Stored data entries
-.-.-

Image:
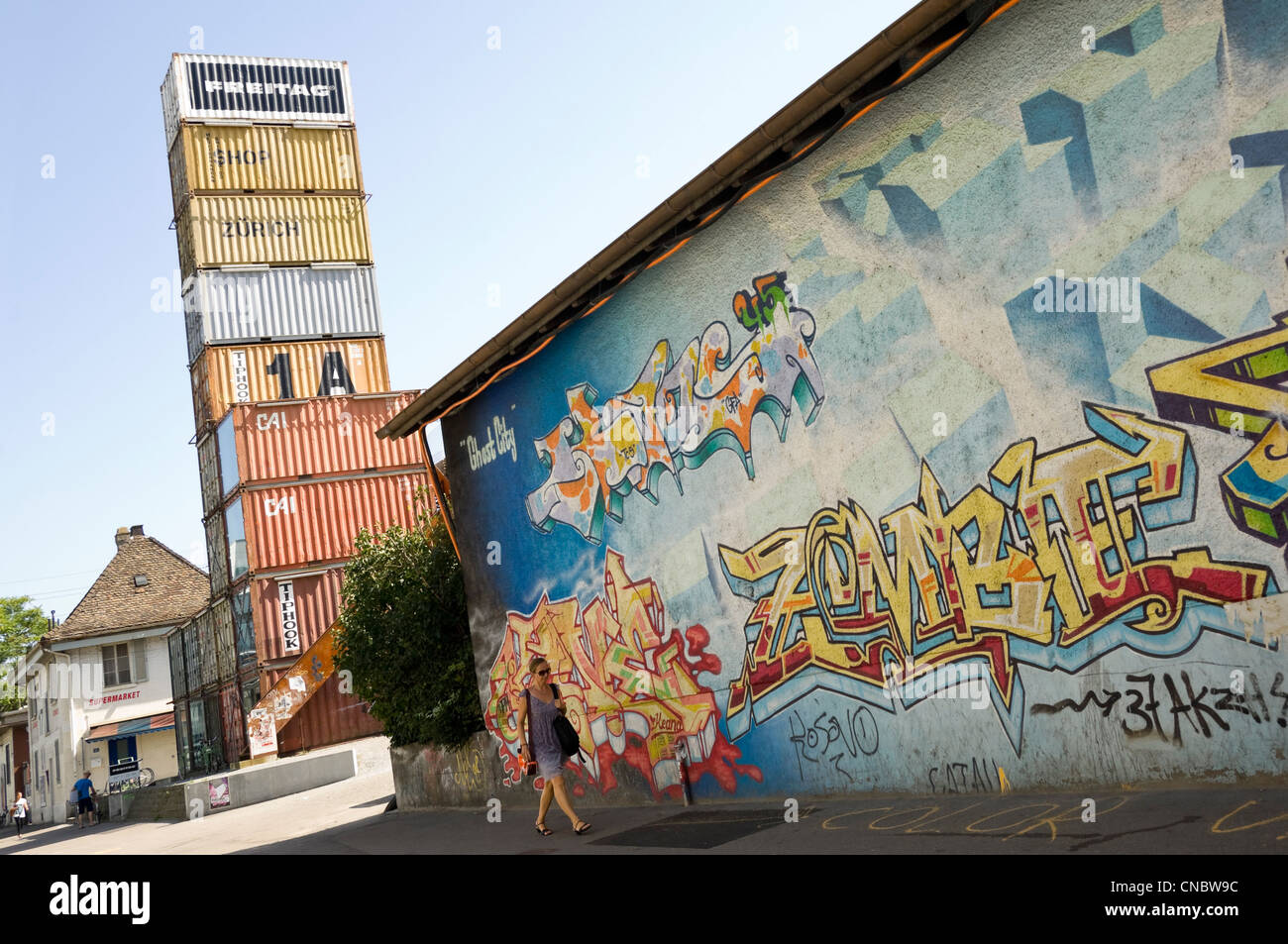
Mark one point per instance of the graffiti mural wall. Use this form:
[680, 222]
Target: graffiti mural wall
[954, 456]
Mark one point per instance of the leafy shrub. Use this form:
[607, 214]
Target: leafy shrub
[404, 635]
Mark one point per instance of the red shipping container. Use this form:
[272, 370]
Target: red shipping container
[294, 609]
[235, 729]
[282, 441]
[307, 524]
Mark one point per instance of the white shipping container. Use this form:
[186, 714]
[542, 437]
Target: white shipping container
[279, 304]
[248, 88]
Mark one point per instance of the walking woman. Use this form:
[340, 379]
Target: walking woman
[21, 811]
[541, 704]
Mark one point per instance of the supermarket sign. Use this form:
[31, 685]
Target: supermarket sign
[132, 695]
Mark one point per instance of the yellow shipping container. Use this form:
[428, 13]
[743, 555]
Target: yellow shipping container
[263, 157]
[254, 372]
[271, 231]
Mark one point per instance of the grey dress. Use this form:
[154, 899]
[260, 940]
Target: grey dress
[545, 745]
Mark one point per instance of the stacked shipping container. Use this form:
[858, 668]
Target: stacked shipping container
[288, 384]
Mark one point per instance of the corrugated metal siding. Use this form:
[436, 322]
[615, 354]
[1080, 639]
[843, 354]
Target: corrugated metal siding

-.-.-

Work request
If a record holds a picture, leave the picture out and copy the rest exactly.

Task output
Image:
Mark one point per instance of the graffiti mural wall. Use this form:
[680, 222]
Target: graffiti mural wall
[954, 456]
Mark one point per instance of the leafy shrub. Use this form:
[607, 214]
Target: leafy shrub
[404, 635]
Mark one point per instance of the red shipping container. Use this form:
[272, 370]
Target: red shipping container
[294, 609]
[235, 729]
[282, 441]
[307, 524]
Mark one point per instance of the white shipping container. Use this form:
[186, 714]
[542, 437]
Target: white shipping container
[279, 304]
[248, 88]
Mark one point per instance of the walking woman. Use this form:
[340, 379]
Target: walking woman
[21, 811]
[541, 704]
Mark one point per instance of the supermarket sign. Use this form:
[31, 685]
Target: supermarket sign
[132, 695]
Mark one point per instance of the yellow shipping container. Use this form:
[428, 13]
[743, 555]
Target: yellow shipping container
[263, 157]
[254, 372]
[271, 231]
Mark one point per instance of the grey dress. Use this form:
[154, 899]
[260, 940]
Target: grey dress
[545, 745]
Mark one point per instance of the stacked shipping container. Use this form:
[858, 668]
Target: stacked shipping container
[288, 384]
Mark one point per instance of the corrugated metal siding. Use this form:
[436, 322]
[615, 354]
[1080, 639]
[843, 354]
Target: corrugated metal siding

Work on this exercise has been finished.